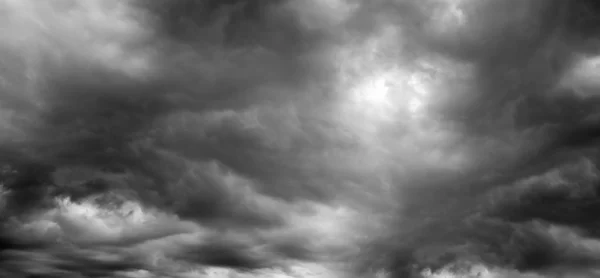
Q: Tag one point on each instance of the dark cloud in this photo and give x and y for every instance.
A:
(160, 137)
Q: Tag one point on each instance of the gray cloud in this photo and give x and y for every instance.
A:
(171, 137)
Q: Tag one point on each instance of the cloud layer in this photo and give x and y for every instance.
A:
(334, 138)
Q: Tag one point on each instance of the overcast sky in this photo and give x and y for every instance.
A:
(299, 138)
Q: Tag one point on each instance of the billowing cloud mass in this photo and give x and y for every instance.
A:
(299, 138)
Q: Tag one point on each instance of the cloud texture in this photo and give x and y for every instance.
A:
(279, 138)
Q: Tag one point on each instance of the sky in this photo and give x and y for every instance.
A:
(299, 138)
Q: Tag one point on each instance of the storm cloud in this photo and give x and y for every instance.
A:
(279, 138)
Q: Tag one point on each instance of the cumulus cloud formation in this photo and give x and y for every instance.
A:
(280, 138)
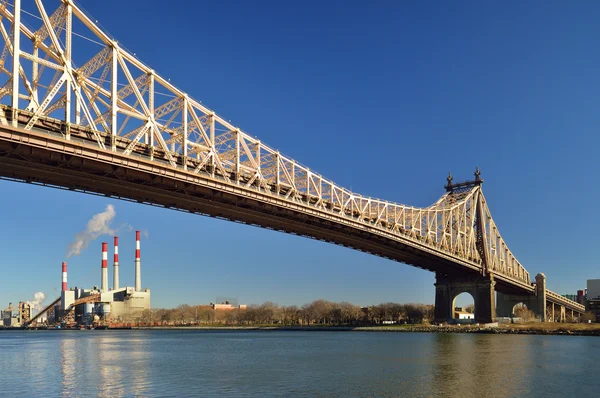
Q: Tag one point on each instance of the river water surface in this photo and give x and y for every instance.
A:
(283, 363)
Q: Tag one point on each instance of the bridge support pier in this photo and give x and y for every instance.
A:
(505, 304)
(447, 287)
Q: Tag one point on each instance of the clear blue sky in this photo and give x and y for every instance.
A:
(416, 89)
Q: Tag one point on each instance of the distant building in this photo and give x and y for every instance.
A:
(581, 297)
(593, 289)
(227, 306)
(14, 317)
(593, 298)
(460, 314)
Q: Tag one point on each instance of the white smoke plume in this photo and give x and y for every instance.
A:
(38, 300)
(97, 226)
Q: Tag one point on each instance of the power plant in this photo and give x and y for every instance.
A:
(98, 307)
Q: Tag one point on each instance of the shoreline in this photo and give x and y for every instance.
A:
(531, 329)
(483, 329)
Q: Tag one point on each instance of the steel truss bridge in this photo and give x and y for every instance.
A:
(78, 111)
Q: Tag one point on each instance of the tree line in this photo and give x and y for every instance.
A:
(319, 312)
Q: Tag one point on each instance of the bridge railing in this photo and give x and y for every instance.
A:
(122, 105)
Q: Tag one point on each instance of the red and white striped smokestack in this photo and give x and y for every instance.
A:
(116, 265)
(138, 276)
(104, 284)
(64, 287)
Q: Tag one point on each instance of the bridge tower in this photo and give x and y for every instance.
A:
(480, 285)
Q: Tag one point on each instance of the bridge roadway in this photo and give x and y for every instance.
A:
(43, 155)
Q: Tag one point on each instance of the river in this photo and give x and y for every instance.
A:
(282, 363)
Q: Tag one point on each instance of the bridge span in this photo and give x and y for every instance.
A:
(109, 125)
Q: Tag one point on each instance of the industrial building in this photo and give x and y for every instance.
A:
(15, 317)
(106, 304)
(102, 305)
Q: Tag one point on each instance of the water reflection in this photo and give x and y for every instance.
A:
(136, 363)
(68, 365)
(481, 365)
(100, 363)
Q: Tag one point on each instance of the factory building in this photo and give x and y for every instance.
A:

-*-*-

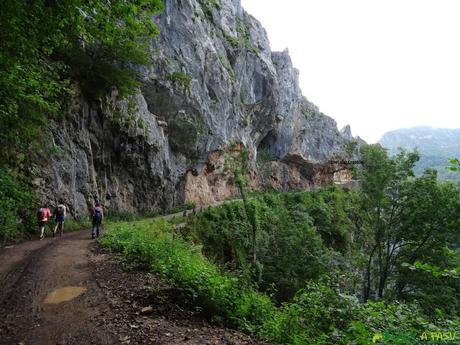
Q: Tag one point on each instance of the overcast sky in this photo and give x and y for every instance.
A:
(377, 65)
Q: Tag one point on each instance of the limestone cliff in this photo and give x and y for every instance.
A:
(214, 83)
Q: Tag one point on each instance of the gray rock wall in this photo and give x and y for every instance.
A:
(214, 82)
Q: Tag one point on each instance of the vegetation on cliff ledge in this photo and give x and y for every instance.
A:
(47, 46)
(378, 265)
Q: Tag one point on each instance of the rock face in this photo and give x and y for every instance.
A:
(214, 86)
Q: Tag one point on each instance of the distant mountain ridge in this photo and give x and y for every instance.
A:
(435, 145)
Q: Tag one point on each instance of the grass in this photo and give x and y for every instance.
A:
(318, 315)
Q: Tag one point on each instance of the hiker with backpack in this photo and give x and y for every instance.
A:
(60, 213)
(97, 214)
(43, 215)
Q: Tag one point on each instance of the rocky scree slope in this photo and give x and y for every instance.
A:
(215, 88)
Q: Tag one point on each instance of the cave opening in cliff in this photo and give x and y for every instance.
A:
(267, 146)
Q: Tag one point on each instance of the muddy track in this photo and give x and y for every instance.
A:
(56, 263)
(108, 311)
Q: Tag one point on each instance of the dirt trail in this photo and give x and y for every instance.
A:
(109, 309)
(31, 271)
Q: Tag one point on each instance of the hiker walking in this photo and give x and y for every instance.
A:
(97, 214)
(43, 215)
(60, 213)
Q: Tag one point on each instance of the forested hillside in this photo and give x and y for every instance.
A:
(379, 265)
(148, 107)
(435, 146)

-*-*-

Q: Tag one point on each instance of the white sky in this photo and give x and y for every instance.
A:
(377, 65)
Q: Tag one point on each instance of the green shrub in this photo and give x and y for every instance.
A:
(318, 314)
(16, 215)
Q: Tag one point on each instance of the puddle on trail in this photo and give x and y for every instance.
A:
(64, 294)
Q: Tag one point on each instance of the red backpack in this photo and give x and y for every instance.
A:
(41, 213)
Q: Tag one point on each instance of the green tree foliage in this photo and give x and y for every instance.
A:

-*-*-

*Task instructions:* State the number of lines above that hold the word "green", and say nothing else.

*Answer for the task:* 2